Stated exercise
Output the data from its first line up to and including the line with "pixel 558 501" as a Markdown table with the columns Row and Line. Skip blank lines and leave the pictures out.

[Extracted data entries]
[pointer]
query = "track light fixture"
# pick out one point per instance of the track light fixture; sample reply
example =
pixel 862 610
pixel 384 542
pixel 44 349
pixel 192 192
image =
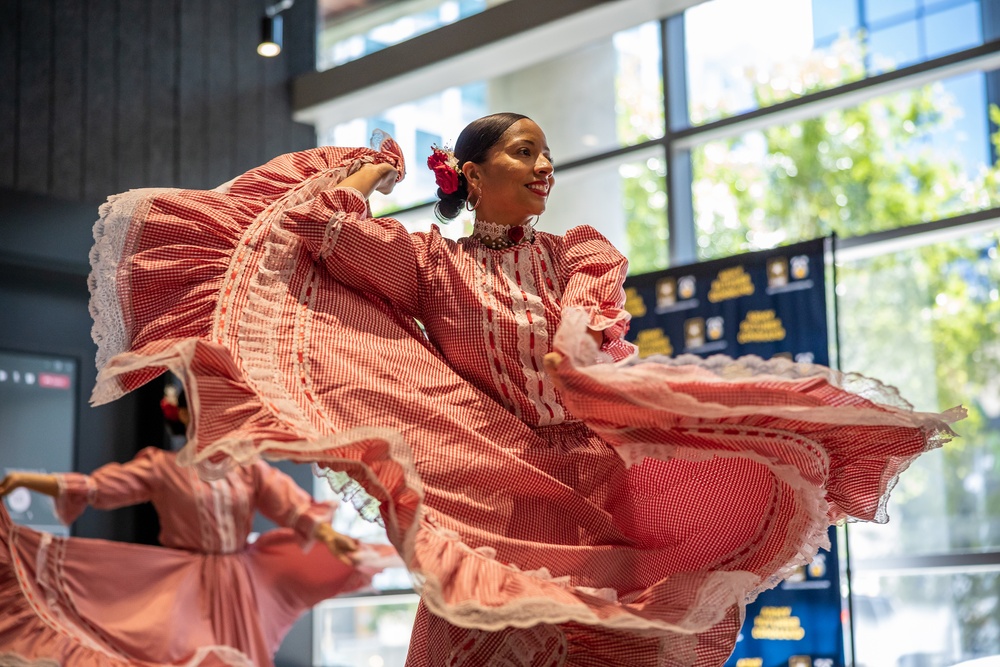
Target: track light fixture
pixel 271 29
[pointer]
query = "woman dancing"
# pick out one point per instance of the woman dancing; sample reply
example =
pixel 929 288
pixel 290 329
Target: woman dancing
pixel 558 501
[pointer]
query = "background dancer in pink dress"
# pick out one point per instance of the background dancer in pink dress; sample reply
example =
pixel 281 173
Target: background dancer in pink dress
pixel 559 501
pixel 205 597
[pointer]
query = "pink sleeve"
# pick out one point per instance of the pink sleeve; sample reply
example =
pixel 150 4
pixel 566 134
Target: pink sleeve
pixel 369 254
pixel 595 273
pixel 109 487
pixel 283 501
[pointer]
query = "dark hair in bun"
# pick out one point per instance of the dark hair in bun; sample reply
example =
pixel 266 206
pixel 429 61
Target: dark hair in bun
pixel 473 144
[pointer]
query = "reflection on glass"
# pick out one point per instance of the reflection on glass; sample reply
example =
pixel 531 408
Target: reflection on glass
pixel 416 126
pixel 624 198
pixel 363 632
pixel 743 56
pixel 925 620
pixel 367 26
pixel 889 162
pixel 927 321
pixel 604 96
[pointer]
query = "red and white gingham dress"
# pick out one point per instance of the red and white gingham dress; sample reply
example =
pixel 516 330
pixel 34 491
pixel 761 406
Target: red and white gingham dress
pixel 615 513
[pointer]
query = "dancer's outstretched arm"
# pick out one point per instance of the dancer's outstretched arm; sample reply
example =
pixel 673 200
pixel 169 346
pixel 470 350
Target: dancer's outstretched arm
pixel 47 484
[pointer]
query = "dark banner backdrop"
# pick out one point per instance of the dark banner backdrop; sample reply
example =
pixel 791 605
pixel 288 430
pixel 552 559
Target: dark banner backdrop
pixel 768 303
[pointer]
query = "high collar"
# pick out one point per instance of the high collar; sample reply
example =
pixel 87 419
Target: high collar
pixel 499 237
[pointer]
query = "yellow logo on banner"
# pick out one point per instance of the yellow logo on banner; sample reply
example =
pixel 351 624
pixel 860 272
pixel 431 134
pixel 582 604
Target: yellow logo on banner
pixel 653 341
pixel 760 326
pixel 694 332
pixel 777 623
pixel 666 292
pixel 730 284
pixel 634 304
pixel 714 327
pixel 777 272
pixel 800 267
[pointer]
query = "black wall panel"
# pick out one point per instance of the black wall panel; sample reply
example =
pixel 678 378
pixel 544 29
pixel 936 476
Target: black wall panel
pixel 106 95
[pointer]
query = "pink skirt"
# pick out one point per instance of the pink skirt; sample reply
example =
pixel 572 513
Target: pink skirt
pixel 83 602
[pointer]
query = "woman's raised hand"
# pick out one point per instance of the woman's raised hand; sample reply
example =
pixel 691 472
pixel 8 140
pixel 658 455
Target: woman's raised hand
pixel 340 545
pixel 47 484
pixel 370 178
pixel 388 178
pixel 9 483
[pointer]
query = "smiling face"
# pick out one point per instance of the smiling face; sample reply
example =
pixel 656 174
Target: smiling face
pixel 515 178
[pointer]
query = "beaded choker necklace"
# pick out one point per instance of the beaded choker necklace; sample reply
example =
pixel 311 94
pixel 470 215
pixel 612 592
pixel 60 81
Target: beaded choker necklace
pixel 498 237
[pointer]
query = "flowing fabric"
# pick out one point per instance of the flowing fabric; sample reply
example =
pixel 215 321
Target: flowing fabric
pixel 205 598
pixel 608 512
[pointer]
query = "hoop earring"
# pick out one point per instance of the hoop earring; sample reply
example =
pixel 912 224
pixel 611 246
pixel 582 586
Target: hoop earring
pixel 479 200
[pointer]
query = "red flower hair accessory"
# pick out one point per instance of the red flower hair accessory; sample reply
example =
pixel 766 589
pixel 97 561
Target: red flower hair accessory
pixel 444 164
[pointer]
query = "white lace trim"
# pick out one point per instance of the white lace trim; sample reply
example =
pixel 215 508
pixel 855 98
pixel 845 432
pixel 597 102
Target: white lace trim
pixel 720 591
pixel 519 647
pixel 491 334
pixel 532 335
pixel 200 491
pixel 55 620
pixel 111 231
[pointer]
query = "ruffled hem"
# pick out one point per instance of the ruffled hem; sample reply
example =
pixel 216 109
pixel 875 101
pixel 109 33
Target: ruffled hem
pixel 666 407
pixel 470 588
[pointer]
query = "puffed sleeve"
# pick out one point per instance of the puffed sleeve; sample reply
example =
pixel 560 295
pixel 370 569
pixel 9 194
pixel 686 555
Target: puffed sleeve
pixel 283 501
pixel 594 273
pixel 369 254
pixel 109 487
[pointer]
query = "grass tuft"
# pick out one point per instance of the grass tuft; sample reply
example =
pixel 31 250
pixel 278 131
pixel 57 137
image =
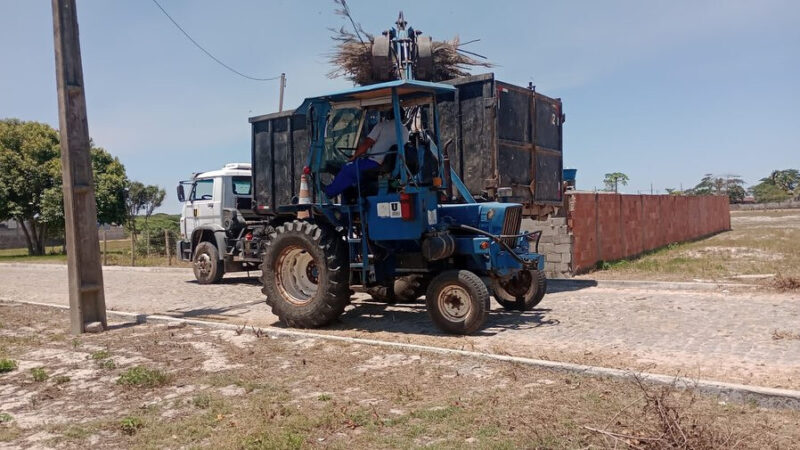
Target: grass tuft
pixel 100 354
pixel 7 365
pixel 143 377
pixel 39 374
pixel 783 283
pixel 130 425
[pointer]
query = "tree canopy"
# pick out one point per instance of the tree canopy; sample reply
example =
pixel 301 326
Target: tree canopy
pixel 614 179
pixel 30 181
pixel 780 185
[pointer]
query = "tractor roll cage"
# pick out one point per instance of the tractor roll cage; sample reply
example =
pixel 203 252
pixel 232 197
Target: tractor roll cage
pixel 412 92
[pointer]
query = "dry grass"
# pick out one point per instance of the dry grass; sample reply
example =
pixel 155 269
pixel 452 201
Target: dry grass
pixel 240 391
pixel 763 246
pixel 119 254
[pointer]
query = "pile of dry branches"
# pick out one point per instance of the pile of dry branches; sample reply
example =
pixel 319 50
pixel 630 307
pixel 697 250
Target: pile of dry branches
pixel 352 57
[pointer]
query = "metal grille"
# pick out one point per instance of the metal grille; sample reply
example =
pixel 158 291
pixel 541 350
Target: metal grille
pixel 511 225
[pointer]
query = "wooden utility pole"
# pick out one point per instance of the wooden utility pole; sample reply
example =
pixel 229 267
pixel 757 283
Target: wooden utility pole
pixel 86 297
pixel 166 247
pixel 283 85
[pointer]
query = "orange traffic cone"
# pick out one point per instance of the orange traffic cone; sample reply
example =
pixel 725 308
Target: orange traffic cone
pixel 304 198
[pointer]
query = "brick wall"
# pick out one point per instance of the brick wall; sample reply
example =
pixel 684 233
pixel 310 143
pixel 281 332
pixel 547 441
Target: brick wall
pixel 608 227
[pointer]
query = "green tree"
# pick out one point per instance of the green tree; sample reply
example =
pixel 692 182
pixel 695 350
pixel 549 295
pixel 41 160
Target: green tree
pixel 153 197
pixel 30 182
pixel 780 185
pixel 766 191
pixel 142 198
pixel 613 180
pixel 730 185
pixel 134 203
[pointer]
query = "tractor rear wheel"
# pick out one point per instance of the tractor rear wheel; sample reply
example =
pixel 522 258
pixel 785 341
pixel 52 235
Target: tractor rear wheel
pixel 458 301
pixel 305 274
pixel 521 292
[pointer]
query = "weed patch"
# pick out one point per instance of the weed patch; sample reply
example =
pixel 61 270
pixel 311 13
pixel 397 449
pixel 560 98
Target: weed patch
pixel 39 374
pixel 130 425
pixel 780 335
pixel 7 365
pixel 143 377
pixel 100 354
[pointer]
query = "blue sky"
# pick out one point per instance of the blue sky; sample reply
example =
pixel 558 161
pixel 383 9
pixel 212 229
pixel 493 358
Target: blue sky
pixel 664 91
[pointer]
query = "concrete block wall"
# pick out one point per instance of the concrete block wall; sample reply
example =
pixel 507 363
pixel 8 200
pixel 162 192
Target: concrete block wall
pixel 555 244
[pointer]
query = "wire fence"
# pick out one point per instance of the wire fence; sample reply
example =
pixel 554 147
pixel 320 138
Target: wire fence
pixel 149 247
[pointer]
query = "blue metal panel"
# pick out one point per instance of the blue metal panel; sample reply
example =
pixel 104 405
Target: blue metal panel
pixel 385 221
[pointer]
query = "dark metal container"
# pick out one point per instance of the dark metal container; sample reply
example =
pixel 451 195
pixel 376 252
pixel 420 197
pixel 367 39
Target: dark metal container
pixel 507 145
pixel 507 141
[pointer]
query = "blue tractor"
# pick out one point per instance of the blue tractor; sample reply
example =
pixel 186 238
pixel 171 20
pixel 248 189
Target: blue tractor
pixel 397 220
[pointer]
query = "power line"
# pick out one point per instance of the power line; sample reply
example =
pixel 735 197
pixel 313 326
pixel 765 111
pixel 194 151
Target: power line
pixel 209 53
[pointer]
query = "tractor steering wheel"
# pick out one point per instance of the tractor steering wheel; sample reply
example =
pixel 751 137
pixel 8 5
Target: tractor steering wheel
pixel 341 151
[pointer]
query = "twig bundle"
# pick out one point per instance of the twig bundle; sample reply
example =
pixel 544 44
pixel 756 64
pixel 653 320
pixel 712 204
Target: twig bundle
pixel 352 58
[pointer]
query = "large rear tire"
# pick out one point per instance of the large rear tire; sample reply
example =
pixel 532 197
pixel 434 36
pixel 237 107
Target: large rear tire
pixel 208 268
pixel 522 292
pixel 458 301
pixel 305 274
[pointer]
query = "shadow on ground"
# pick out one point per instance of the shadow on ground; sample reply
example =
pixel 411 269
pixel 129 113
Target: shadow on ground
pixel 251 281
pixel 568 285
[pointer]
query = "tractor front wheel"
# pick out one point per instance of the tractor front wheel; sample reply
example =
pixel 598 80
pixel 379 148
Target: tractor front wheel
pixel 521 292
pixel 305 274
pixel 458 301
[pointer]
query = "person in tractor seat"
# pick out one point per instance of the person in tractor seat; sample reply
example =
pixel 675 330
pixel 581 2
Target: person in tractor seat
pixel 369 154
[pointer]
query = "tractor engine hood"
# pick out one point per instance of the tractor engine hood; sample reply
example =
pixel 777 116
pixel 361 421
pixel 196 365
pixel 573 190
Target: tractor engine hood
pixel 493 217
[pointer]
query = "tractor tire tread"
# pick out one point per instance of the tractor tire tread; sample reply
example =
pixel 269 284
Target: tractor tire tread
pixel 331 299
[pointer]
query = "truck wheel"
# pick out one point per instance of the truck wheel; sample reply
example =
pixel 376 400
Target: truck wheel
pixel 208 269
pixel 458 301
pixel 305 274
pixel 521 292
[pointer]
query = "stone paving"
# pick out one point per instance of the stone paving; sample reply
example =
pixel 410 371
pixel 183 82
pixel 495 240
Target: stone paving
pixel 742 336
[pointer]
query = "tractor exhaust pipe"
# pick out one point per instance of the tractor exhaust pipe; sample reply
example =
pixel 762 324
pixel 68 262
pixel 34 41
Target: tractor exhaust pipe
pixel 447 178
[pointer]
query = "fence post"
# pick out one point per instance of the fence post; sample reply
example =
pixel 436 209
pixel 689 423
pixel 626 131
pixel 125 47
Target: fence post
pixel 166 247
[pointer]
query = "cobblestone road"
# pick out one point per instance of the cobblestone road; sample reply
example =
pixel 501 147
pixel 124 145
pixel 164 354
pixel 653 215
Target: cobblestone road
pixel 728 336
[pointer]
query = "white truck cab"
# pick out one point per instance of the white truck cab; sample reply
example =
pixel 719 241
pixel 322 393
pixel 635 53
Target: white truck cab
pixel 205 198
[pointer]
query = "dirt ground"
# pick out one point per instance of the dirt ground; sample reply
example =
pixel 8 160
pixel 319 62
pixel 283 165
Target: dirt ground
pixel 726 335
pixel 762 246
pixel 151 386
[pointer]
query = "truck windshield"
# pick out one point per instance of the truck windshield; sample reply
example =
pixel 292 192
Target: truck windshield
pixel 241 185
pixel 203 189
pixel 341 134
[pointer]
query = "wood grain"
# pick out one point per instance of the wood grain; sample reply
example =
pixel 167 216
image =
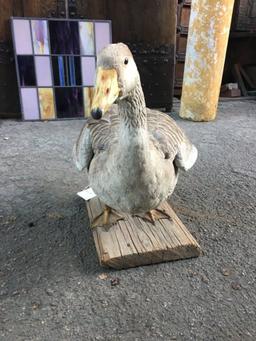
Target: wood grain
pixel 132 242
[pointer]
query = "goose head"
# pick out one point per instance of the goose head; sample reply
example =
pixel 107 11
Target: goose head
pixel 117 76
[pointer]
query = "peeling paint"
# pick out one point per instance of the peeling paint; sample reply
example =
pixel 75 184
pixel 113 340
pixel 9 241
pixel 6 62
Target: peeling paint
pixel 206 50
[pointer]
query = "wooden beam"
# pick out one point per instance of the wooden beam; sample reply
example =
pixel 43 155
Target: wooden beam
pixel 134 242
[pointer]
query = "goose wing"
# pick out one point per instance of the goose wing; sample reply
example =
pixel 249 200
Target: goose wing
pixel 95 136
pixel 171 140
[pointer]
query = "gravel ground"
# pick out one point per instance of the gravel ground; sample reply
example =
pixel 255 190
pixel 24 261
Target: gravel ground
pixel 51 284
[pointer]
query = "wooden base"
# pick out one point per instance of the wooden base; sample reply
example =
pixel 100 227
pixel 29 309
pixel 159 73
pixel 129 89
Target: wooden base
pixel 133 241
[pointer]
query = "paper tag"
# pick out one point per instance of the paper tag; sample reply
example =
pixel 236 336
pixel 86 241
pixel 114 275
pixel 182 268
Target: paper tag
pixel 87 194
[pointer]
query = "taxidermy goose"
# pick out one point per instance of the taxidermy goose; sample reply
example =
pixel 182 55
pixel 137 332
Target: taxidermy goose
pixel 132 154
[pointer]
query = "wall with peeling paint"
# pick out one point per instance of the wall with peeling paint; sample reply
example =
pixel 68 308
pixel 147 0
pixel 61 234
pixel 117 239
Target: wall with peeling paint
pixel 205 57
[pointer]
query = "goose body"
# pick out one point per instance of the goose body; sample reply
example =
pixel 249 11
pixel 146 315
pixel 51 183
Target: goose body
pixel 132 154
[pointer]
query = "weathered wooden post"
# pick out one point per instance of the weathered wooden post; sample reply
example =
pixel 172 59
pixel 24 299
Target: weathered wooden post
pixel 205 57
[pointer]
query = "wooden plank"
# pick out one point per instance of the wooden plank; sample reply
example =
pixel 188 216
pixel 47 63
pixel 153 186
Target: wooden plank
pixel 133 241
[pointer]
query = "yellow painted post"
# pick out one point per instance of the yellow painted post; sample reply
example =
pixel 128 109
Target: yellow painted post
pixel 205 57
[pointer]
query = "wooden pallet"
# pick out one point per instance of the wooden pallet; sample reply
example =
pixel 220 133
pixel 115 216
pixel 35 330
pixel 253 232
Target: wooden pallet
pixel 134 241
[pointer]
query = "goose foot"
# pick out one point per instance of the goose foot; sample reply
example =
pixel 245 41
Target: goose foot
pixel 154 215
pixel 107 218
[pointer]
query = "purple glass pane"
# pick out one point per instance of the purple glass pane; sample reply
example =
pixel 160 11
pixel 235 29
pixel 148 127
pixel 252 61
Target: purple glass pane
pixel 22 36
pixel 27 70
pixel 43 71
pixel 88 70
pixel 69 102
pixel 102 35
pixel 66 70
pixel 29 103
pixel 64 37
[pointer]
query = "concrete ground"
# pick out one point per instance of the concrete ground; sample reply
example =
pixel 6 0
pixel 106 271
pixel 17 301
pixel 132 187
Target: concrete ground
pixel 51 284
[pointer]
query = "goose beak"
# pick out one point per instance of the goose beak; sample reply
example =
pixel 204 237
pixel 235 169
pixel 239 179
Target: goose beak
pixel 105 93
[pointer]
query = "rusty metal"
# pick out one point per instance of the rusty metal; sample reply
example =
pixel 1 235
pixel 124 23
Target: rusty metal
pixel 206 51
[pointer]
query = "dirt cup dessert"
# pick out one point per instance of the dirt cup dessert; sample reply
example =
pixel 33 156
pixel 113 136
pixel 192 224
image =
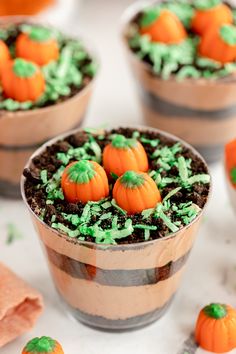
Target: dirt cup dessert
pixel 183 56
pixel 117 212
pixel 46 81
pixel 230 171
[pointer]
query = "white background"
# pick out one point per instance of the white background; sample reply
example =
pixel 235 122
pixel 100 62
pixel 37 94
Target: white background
pixel 211 271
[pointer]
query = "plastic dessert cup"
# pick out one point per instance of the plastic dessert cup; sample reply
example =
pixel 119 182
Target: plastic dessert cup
pixel 200 111
pixel 115 287
pixel 23 131
pixel 230 150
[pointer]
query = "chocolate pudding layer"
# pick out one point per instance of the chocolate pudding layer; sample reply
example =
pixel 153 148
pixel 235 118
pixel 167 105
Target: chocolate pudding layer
pixel 180 91
pixel 126 281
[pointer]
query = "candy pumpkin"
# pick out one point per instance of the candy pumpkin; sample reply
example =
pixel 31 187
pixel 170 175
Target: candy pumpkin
pixel 230 161
pixel 216 328
pixel 22 7
pixel 135 192
pixel 37 45
pixel 84 181
pixel 162 26
pixel 219 44
pixel 43 345
pixel 4 55
pixel 22 81
pixel 124 154
pixel 209 14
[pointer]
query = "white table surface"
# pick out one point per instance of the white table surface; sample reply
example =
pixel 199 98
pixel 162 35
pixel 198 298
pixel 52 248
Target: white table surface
pixel 211 270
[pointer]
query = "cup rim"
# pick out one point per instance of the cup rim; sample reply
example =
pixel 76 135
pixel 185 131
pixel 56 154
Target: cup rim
pixel 118 246
pixel 126 17
pixel 90 48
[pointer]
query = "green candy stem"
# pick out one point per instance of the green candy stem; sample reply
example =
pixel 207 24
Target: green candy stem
pixel 216 311
pixel 150 16
pixel 23 68
pixel 132 179
pixel 40 34
pixel 41 345
pixel 121 142
pixel 81 172
pixel 206 4
pixel 228 34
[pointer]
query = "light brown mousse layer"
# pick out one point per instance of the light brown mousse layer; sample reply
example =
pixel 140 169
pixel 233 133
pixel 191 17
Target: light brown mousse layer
pixel 139 256
pixel 114 302
pixel 22 132
pixel 202 112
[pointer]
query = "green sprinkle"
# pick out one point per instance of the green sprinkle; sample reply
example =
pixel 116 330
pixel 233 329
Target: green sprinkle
pixel 136 134
pixel 183 170
pixel 146 234
pixel 114 176
pixel 41 345
pixel 188 71
pixel 81 172
pixel 44 176
pixel 203 178
pixel 168 222
pixel 152 142
pixel 132 179
pixel 121 142
pixel 172 193
pixel 147 213
pixel 150 16
pixel 85 217
pixel 145 227
pixel 106 205
pixel 23 68
pixel 40 34
pixel 113 203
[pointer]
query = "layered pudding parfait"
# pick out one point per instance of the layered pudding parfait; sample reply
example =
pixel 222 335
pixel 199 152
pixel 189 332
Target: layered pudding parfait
pixel 117 213
pixel 183 56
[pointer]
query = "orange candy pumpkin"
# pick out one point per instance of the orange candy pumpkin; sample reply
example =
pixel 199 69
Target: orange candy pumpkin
pixel 4 55
pixel 211 14
pixel 230 161
pixel 163 26
pixel 219 44
pixel 216 328
pixel 22 81
pixel 37 46
pixel 135 192
pixel 22 7
pixel 84 181
pixel 43 345
pixel 124 154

Full response
| Row | Line |
|---|---|
| 1 | [pointer] |
| 2 | query = "track light fixture" |
| 3 | # pick out one point per instance of the track light fixture; sample reply |
| 4 | example = |
| 5 | pixel 862 610 |
| 6 | pixel 384 542 |
| 7 | pixel 44 349 |
| 8 | pixel 192 192 |
| 9 | image = |
| 10 | Target: track light fixture |
| 11 | pixel 271 29 |
| 12 | [pointer] |
| 13 | query = "woman dancing" |
| 14 | # pick out one point per instance of the woman dancing; sample reply |
| 15 | example = |
| 16 | pixel 929 288 |
| 17 | pixel 290 329 |
| 18 | Target: woman dancing |
| 19 | pixel 558 501 |